AIM: Print the whole listing below verbatim, leaving out the pictures.

GIVEN DATA:
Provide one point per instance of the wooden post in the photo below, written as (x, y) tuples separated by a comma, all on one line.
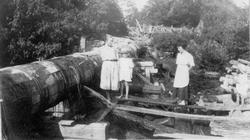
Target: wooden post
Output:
[(82, 44), (1, 131)]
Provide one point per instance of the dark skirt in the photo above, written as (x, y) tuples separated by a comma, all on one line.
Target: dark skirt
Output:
[(181, 93)]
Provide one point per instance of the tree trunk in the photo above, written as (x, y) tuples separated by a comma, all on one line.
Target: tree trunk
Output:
[(31, 88)]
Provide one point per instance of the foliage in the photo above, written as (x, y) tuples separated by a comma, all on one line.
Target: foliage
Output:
[(210, 55), (44, 28), (175, 13), (224, 33), (168, 41)]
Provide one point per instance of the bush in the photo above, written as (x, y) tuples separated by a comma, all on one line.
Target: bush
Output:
[(168, 42), (210, 55)]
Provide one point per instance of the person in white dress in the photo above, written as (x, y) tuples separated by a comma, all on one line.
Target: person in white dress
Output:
[(110, 69), (185, 62), (126, 66)]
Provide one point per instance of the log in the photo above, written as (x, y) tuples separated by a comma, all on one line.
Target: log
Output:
[(177, 115), (31, 88)]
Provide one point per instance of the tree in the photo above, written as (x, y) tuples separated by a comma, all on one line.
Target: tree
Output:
[(35, 29), (175, 13)]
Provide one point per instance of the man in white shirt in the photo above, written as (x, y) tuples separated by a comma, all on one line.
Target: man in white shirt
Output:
[(184, 63)]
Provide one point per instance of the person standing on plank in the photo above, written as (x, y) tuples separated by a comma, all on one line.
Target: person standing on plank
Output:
[(184, 63), (110, 68), (126, 66)]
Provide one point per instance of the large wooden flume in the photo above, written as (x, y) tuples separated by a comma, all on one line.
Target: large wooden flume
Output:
[(31, 88)]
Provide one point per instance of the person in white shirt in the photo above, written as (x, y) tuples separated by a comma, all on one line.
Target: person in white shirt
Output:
[(126, 66), (110, 69), (184, 63)]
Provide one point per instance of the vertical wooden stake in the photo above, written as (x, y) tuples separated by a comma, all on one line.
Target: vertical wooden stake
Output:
[(1, 135)]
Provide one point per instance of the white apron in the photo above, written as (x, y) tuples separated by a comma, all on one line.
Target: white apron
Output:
[(182, 71)]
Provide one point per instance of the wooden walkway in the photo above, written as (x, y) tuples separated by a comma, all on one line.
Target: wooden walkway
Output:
[(177, 115)]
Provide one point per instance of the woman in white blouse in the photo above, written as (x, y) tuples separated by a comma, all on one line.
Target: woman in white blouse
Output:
[(185, 62)]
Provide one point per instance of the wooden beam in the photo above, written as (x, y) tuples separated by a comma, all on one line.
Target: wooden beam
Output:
[(230, 128), (244, 62), (180, 136), (144, 79), (176, 115), (99, 96), (1, 128), (144, 123), (167, 102)]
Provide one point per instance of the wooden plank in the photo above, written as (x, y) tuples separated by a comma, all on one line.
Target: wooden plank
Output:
[(208, 106), (92, 131), (99, 96), (244, 62), (151, 101), (177, 115), (151, 89), (1, 135), (180, 136), (222, 107), (167, 102), (144, 79), (230, 128), (144, 123)]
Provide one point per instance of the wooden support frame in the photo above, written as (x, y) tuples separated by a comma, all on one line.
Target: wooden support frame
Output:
[(177, 115)]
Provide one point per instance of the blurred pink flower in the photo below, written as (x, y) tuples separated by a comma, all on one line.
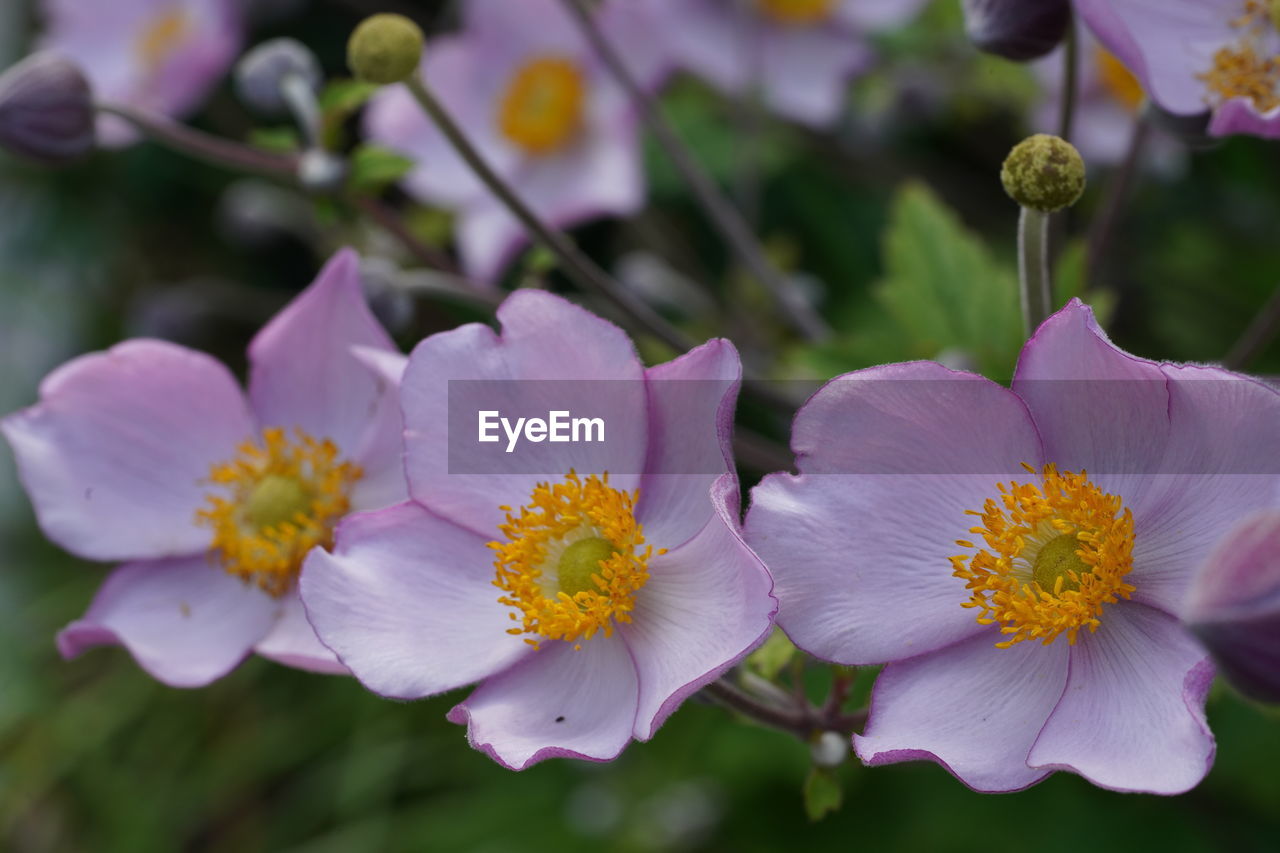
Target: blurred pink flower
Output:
[(531, 95), (1125, 473), (799, 54), (1234, 606), (1198, 55), (160, 55), (488, 576), (151, 455)]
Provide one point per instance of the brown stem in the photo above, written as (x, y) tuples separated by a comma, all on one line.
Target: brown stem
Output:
[(718, 209)]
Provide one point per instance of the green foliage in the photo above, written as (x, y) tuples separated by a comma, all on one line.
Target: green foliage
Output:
[(822, 793)]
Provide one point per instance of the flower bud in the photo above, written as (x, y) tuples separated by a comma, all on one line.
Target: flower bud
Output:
[(1018, 30), (384, 49), (1234, 606), (46, 110), (261, 73), (1043, 173)]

ANSWER TO THE EXERCISE:
Provide one point per instance of the wooden post in the photo below, written as (x, y) tuples separated by a comma, all on one line.
Target: wooden post
Output:
[(82, 44), (1, 131)]
Provide one point per instance of the dark skirt in the photo above, written as (x, y) tuples separated by a comma, all on one line.
Target: dark skirt
Output:
[(181, 93)]
Provide one point per instance of the tree trunk in the photo above, written as (x, y) tuples separated by a comma, all on one line.
Target: tree trunk
Output:
[(31, 88)]
Provide one point per instance of the foliage in the photo above, written as (x, y) tuples separated by a comma, all on one line.
Target: foliage
Output:
[(210, 55), (44, 28), (175, 13), (224, 33), (168, 41)]
Provide one point per instance of the bush in the photo above, written as (x, y) tuples separated by a comma, all on one line.
Target: bush
Output:
[(168, 42), (210, 55)]
Provide one point per instance of the person in white dress in the photo above, written as (x, y) tuples separated by a comma, all on one line.
Target: person in white dress
Output:
[(110, 69), (185, 62), (126, 66)]
Provide one point per instance of the log in the photo above, written as (x, y) tuples separated by a comma, all on one line.
Target: log
Output:
[(177, 115), (31, 88)]
Provide one point per instance of the tree in the photo above, written as (x, y) tuples separated by a comma, all on one line.
Target: tree
Output:
[(35, 29), (175, 13)]
Provide one point per instance of the man in white shirt in the photo above, written as (x, y) tuples separated by a comma, all on one line.
Target: man in white shirt
Output:
[(184, 63)]
Provide one point per instance of the person standing on plank in the photo above, written as (x, y) tuples separated by a comma, all on one line.
Target: person standing on plank
Output:
[(184, 63), (110, 68), (126, 66)]
Provide one point per instance of the large wooden flume in the photo above, written as (x, y) tuples separated by a comma, all on one line.
Target: large wooden flume
Output:
[(31, 88)]
Provide one point per instance of the person in white shirt in the photo above, written as (x, y) tuples separated by a comma, all on one line.
Target: person in white shirt
Output:
[(126, 66), (110, 69), (184, 63)]
Provide one point per instance of the vertical wooden stake in the photo above, written as (x, y) tuples separated by a comma, all on one line.
Target: vertical wooden stake
Output:
[(1, 135)]
Provide one point per instance of the white apron in the photo above, written as (x, y) tuples separated by a comma, all on one line.
Target: white apron
Output:
[(182, 71)]
Provide one point per instance of the wooden walkway in the photo above, written as (x, y) tuples separated by a comma, all on one line.
Target: wooden walkway
Output:
[(177, 115)]
Provide one point per instance of the woman in white blouse in the photo above, written as (x, y) tuples separated by a comma, all on one line.
Target: woman in white blouse
Output:
[(185, 62)]
Provide one point per instance of the wooden beam in the photo above, written as (x, y) tuples separated by a comma, all on one line.
Target: wooden beam
Output:
[(230, 128), (244, 62), (180, 136), (144, 79), (176, 115), (99, 96), (1, 128), (144, 123), (167, 102)]
Provide one point per instance of the wooden plank in the photo above, written as (x, y) tuples separated by a comma, all on one line.
Target: wooden plank
Output:
[(208, 106), (92, 131), (99, 96), (244, 62), (151, 101), (177, 115), (151, 89), (1, 135), (180, 136), (222, 107), (167, 102), (144, 79), (230, 128), (144, 123)]
Provide one point per instance of the wooden support frame in the photo above, written as (x, y) tuples separated by a comma, all on one line.
Target: wooden support frame
Output:
[(177, 115)]
Provide one point per instance of the blurred pink flower in the photo below, written as (x, y) tuples separated by a comma, all on one line.
Target: blurred pink flower
Output:
[(531, 95), (1125, 473), (799, 54), (1234, 606), (1198, 55), (160, 55), (488, 576), (151, 455)]
Provide one point per instance of the brown stem in the photo above, written as (x, y) tuples separated by a comma, all on one line.
Target: brown stem
Output:
[(718, 209)]
Provide one point per instance of the green foliage in the photo above, written as (x, y) tuples separated by a comma, all on one line.
Target: green foliage
Output:
[(822, 793)]
Provide one point per instance of the flower bud in the photo above, written as (x, y) tuples separated by a comma, all on one line.
Target: flower bud
Output:
[(1018, 30), (384, 49), (1234, 606), (46, 110), (261, 73), (1043, 173)]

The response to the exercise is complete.